● **Objective**: Lay out the listing, from its start up to and including the line with "99L40 94L35 90L32", as a two-column CSV with the headers request and answer. Each row should hold one text and the answer that follows it, each in a single quoted field with line breaks turned into spaces.

● **Data listing**:
______________________________

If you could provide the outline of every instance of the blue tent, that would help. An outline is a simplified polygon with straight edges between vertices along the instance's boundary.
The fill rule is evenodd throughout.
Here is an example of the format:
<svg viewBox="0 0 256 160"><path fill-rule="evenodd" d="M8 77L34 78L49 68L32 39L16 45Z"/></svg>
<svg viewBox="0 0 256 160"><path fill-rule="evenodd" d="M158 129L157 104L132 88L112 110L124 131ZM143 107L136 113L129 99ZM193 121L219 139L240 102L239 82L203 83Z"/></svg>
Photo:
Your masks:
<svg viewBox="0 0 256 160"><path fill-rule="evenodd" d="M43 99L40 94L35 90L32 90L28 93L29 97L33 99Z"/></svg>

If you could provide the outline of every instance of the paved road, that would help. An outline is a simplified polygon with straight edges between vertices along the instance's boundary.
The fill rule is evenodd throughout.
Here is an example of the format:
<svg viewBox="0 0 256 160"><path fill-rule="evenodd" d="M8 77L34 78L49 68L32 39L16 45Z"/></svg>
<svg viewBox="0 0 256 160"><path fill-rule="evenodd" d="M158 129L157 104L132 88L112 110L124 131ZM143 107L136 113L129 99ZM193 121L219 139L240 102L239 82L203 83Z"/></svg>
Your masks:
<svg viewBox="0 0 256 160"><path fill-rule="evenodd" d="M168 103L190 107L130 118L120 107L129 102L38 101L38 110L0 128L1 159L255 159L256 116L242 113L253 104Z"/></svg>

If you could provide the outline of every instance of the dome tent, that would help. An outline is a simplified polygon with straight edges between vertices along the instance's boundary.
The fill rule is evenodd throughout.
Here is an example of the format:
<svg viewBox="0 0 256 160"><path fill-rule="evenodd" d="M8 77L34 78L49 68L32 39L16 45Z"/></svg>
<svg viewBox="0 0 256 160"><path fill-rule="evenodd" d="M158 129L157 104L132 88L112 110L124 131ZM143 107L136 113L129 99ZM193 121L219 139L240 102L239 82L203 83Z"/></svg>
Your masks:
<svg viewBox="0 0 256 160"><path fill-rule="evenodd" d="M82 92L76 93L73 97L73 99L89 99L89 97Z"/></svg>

______________________________

● **Full solution**:
request,answer
"If you could provide the outline of every instance of the blue tent, that would help. An outline is a simplified polygon with straight edges between vertices along the instance's boundary. The fill rule is evenodd throughout. Here is an example of the format: <svg viewBox=""0 0 256 160""><path fill-rule=""evenodd"" d=""M8 77L34 78L49 68L32 39L16 45Z""/></svg> <svg viewBox=""0 0 256 160""><path fill-rule=""evenodd"" d=""M158 129L157 104L132 88L112 110L124 131ZM143 107L136 113L129 99ZM193 121L219 139L240 102L239 82L203 83Z""/></svg> Photo: Your masks:","<svg viewBox=""0 0 256 160""><path fill-rule=""evenodd"" d=""M43 99L40 94L35 90L32 90L28 93L29 97L33 99Z""/></svg>"